Top of Dataset content
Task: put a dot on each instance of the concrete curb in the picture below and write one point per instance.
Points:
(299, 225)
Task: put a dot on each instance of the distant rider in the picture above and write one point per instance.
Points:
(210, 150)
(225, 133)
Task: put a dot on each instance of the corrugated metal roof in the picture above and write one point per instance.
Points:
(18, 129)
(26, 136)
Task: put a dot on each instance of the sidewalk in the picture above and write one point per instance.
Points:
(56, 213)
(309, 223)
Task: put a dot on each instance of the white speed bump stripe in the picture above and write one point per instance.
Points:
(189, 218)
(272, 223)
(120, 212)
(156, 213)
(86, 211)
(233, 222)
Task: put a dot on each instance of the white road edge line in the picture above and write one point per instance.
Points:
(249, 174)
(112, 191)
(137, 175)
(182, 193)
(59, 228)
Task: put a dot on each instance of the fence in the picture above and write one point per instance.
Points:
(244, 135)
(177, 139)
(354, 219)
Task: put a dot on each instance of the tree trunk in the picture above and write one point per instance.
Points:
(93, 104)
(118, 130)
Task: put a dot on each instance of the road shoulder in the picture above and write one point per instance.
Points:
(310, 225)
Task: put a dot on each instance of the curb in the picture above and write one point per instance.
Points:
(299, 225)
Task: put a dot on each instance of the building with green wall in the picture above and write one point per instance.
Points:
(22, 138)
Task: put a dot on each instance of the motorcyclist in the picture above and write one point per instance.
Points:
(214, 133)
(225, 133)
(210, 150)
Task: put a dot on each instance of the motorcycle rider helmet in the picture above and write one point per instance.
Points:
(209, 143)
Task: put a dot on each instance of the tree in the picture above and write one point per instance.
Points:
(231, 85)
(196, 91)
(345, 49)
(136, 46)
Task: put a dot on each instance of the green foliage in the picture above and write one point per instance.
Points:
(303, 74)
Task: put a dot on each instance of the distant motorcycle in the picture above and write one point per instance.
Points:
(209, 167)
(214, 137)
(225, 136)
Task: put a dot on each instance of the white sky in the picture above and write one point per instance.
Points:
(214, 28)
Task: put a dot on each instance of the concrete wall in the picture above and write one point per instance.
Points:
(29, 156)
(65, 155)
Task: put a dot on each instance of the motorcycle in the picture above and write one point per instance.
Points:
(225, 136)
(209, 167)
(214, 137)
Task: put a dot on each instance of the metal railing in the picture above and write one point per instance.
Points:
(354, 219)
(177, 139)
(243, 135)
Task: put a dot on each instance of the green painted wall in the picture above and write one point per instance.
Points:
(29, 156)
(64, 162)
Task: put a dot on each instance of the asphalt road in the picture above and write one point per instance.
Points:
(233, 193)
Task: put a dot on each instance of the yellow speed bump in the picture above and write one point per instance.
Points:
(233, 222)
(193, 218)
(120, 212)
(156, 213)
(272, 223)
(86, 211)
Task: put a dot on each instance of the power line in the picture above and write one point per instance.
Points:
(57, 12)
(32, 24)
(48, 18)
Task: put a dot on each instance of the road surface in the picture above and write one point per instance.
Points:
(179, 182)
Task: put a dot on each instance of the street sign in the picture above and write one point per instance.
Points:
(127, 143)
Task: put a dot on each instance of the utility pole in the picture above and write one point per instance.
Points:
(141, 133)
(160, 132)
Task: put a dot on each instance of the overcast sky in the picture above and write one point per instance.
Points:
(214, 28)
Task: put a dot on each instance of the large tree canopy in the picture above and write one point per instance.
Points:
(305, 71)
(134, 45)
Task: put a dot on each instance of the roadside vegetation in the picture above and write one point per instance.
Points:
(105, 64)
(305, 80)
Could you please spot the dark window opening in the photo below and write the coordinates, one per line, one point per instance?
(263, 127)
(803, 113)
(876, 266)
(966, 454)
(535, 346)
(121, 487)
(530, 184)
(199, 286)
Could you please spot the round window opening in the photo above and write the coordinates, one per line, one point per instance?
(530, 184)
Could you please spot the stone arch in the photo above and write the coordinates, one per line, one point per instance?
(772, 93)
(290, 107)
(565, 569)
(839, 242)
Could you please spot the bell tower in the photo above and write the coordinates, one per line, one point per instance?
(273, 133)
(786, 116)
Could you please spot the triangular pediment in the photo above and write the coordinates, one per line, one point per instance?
Bottom of Dataset content
Each line of the data must be retyped exactly.

Task: put a dot on each instance of the concrete curb in the picture below and write one point per instance.
Points:
(299, 225)
Task: put a dot on each instance of the distant rider in the picture above and write one point per instance.
Points:
(210, 150)
(225, 133)
Task: put a dot on each instance of the corrugated metal roof in the picture above and write one point per instance.
Points:
(18, 129)
(26, 136)
Task: put a dot on each instance of the sidewalk in the picture above and write one point per instance.
Points:
(56, 213)
(309, 223)
Task: put a dot on each instance of the white speed bump stripe in the picture above and write one point per instance.
Points:
(189, 218)
(272, 223)
(120, 212)
(156, 213)
(86, 211)
(233, 222)
Task: put a dot on each instance of the white road edge line in the picture above and write one point per instance.
Points:
(249, 174)
(112, 191)
(137, 175)
(182, 193)
(59, 228)
Task: put a dot on each instance of the fence in the picture above and write one point per instance.
Points:
(244, 135)
(177, 139)
(354, 219)
Task: put a dot on each instance of the tree trunk in the picture above and write one point per instance.
Points:
(93, 104)
(118, 130)
Task: put a dot on each instance of the road shoulder in the picture above and write one point per instance.
Points:
(310, 225)
Task: put a dot on each instance of the curb in the picture above and write one point per instance.
Points:
(299, 225)
Task: put a dot on each instance of the building with green wall in the picture above and write one point per instance.
Points:
(22, 138)
Task: put a dot on each instance of the motorcyclist in the picture above and write one point per instance.
Points:
(214, 133)
(225, 133)
(210, 150)
Task: put a dot on each instance of the motorcycle rider helmet in the picture above and write one point per instance.
Points:
(209, 143)
Task: put a dot on each instance of the tree in the picture above and write one point per instance.
Points:
(231, 85)
(196, 91)
(345, 49)
(136, 46)
Task: put a dot on each instance of the green foliage in the picture above and write one point per instance.
Points:
(303, 74)
Task: put a dot on each instance of the distant motorcycle in the picture above and write one point per instance.
Points:
(209, 167)
(214, 137)
(225, 136)
Task: put a dot on each instance of the white sky in the picture above and write one point per instance.
Points:
(214, 28)
Task: put a dot on each instance of the concrete wall in the picture above and write one point per instance.
Points:
(29, 156)
(65, 155)
Task: put a dot on each instance of the motorcycle in the picture above and write one point per instance.
Points:
(225, 136)
(209, 167)
(214, 137)
Task: put a dot on each instance of the metal railing in the picture above and write one point per instance.
Points:
(354, 219)
(177, 139)
(243, 135)
Task: put a dot on each instance of the green painted wall in the picture above and write one point per instance.
Points:
(29, 156)
(64, 162)
Task: put a dot on each instance of the asphalt road in the picture above and write one point per instance.
Points:
(233, 193)
Task: put a dot on each instance of the yellow speed bump in the picture above and write one point per instance.
Points:
(233, 222)
(193, 218)
(120, 212)
(156, 213)
(272, 223)
(86, 211)
Task: put a dot on each instance of the power line in the picture above and write one point per instance.
Points:
(57, 12)
(32, 24)
(48, 18)
Task: put a dot on each instance of the road surface in the picture above and write one point per instance.
Points:
(179, 182)
Task: put a dot on each instance of the street sign in the picture above and write one point per instance.
Points:
(127, 143)
Task: put a dot on each instance of the utility pole in the picture above and write one point per instance.
Points:
(141, 133)
(160, 132)
Task: put a dot on each instance of the overcast sky in the picture above and write one point per instance.
Points:
(214, 28)
Task: put a dot on each instance of the large tree canopy in the picture above and write one point per instance.
Points:
(305, 71)
(134, 45)
Task: put a dot on each instance of the roadside vegetation in the picture above and write one point per instance.
Points:
(105, 64)
(305, 80)
Could you please spot the dark window opening in the photo below and write the coordinates, one per line, one point per instance?
(263, 127)
(803, 113)
(876, 266)
(966, 454)
(535, 346)
(121, 487)
(530, 184)
(199, 286)
Could you please spot the round window opening in the photo above and write the coordinates, one per line, one point per instance?
(530, 184)
Could you please spot the stone arch in the photo above and write the coordinates, one per line, one point per instance?
(772, 93)
(290, 107)
(565, 569)
(839, 242)
Could you please spot the bell tower in the photo above and write the coordinates, one per line, one point per instance?
(273, 133)
(786, 116)
Could you please spot the triangular pediment in the photo above and write the coordinates, one per line, one point per instance?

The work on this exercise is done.